## start TEXT SECTION

Andy Paul: So this gets back to that same question again. How do you make this change? How do you inculcate this change into salespeople to have this emotional flexibility? What’s the training or the things they need to learn to be able to apply to help them do this?
Alen Mayer: Excellent question. And thank you so much for asking this. First and foremost, salespeople, people with five plus years of experience in sales, they don’t need another cold calling objection handling training. They need to start actually learning things. How to sharpen their sensors, how to understand with whom they are talking to. If the client is more visual, or kinesthetic, what words/expressions/phrases they’re using to pick up all of this. If clients are proactive or reactive, if clients are generally specific, if clients say introverts and extroverts or internal external. There’s so many things that people will share with you. And you have to learn. There is a cheat sheet you have to understand based on an email, and if people send an email, you can get so many good clues from within the email if you know what you’re looking for. Noone is providing this kind of training. I’m surprised! That’s why we created the Iceberg ales Model – to teach people that you need to engage people in a conversation, and here are the tools and the basic stuff, first to read their mind, to speak the same language, with one big goal. You want two people to open up their ears to listen to what we have to say. So if I approach Andy today, and I just push information towards you, naturally you will block me. You will say “no, I don’t need that, life is good go away”. But if I’m sounding more like you, you will give me a chance to speak about the important things for what’s important to you.

## end TEXT SECTION

● EXERCISES
**A)** In the sales interview, what kind of training does Alen Mayer say salespeople with five or more years of experience do not need?
**B)** Summarize the sales interview in two sentences.
**C)** Resume the sales interview from the point where it stops.
The items that come next have no connection to the sales interview.

## start RAW RECORDS

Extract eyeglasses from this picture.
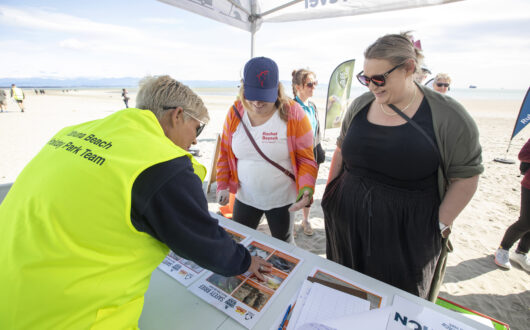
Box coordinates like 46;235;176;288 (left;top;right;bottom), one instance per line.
357;63;403;87
305;80;318;88
162;106;206;138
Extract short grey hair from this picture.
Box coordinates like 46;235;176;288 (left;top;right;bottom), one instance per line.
136;75;210;123
364;32;423;72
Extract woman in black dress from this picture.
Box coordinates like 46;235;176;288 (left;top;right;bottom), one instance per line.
322;33;483;300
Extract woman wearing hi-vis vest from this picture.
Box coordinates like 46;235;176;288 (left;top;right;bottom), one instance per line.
0;76;270;329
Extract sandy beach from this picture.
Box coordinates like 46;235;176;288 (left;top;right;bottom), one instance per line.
0;88;530;330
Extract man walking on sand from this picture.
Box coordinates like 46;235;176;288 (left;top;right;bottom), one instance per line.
11;84;26;112
0;89;7;112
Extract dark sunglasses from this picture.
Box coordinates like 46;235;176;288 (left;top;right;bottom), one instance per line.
305;80;318;88
357;63;403;87
162;106;206;138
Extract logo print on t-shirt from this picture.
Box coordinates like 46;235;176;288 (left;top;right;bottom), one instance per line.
261;132;278;143
256;70;269;87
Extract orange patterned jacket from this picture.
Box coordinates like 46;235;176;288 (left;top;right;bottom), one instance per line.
217;100;318;200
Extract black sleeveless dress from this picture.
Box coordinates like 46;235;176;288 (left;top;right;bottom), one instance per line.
322;99;442;298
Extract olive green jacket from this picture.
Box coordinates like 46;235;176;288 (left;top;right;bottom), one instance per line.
337;84;484;302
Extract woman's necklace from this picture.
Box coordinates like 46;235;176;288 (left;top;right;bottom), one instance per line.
379;87;416;116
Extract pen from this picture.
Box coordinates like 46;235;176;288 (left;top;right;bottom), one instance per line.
278;305;291;330
282;301;296;330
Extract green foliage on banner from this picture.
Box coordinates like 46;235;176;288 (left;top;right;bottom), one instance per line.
325;60;355;128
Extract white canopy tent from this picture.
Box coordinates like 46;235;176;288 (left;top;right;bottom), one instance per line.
158;0;462;57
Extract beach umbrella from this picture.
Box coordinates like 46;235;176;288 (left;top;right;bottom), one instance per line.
158;0;462;57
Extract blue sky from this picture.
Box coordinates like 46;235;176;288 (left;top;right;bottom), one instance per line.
0;0;530;89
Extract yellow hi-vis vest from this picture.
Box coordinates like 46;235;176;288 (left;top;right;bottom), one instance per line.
0;108;206;330
13;87;24;101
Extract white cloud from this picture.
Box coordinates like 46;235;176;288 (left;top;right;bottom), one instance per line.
140;17;181;25
0;6;138;35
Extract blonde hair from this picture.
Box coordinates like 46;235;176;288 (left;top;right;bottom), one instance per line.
237;82;291;122
364;31;423;72
136;75;210;123
434;73;451;84
291;69;316;97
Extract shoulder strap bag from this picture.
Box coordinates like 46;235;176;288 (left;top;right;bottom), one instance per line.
388;104;449;186
232;105;296;182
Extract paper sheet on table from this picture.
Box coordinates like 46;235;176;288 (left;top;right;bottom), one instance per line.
297;307;392;330
295;283;370;329
386;295;474;330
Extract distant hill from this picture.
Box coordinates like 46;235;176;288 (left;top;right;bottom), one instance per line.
0;77;239;88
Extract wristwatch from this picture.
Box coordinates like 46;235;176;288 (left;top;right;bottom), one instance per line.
438;221;451;238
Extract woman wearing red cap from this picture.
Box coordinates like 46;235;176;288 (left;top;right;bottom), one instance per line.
217;57;317;242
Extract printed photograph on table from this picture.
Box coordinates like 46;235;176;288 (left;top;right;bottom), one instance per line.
233;281;274;312
267;251;297;273
189;240;303;329
221;226;246;243
247;242;274;259
158;251;204;286
258;268;287;291
158;224;249;286
206;274;244;294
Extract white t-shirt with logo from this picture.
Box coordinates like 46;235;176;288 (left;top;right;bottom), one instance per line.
232;111;297;211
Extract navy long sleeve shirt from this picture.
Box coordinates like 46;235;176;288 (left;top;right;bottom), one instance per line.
131;157;251;276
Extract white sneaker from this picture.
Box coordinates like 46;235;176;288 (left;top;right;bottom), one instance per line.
512;252;530;272
495;248;512;269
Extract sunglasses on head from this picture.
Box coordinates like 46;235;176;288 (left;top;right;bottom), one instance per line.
357;63;403;87
162;107;206;138
305;80;318;88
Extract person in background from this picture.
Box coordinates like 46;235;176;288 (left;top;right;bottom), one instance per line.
121;88;129;108
0;76;271;329
432;73;451;94
0;89;7;112
322;33;484;301
292;69;326;236
414;65;431;84
495;139;530;272
217;57;317;243
11;84;26;112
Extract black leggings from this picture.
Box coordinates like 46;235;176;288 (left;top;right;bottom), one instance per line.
232;198;293;243
501;187;530;253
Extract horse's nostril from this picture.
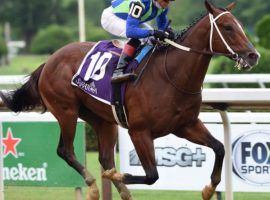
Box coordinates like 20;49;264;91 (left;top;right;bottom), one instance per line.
248;53;259;60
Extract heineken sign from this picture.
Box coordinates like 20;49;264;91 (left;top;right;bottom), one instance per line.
2;121;85;187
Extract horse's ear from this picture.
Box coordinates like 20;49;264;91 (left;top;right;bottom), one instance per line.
204;0;215;14
226;2;236;11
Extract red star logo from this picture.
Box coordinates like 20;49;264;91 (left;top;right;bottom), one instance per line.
3;128;22;158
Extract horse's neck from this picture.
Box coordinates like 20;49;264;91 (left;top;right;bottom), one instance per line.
168;19;211;92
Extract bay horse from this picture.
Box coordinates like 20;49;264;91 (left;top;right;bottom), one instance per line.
0;1;260;200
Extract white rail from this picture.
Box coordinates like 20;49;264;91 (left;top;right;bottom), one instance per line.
0;74;270;200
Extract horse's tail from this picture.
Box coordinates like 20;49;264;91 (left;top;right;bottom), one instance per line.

## end RAW RECORDS

● RESULTS FOR THE EXERCISE
**A)** They don't need another cold calling objection handling training.

**B)** Andy Paul asks how salespeople can be trained to develop emotional flexibility, and Alen Mayer answers that experienced sellers need to learn to read clients, for example by noticing the words they use and the clues in their emails. He adds that salespeople who push information get blocked, while those who sound more like the client get a chance to speak about what matters to that client.

**C)**
Andy Paul: Yeah, I think this is really interesting, but it also seems like a large chAlenge. I’ve listened to what you’re saying and I get it, it makes a lot of sense, because again, I’lll bring it back to a form of empathy. What are the things you have to learn to do to apply? It’s one thing to say they need to be open and flexible, but what’s that really mean, tactically for somebody? If you’re having a conversation with a prospect, what’s the mindset you need to have and how do you develop that mindset? It seems a little complex to say we need to be flexible. People sort of learn by seeing some specific examples. So anything you can give them around that.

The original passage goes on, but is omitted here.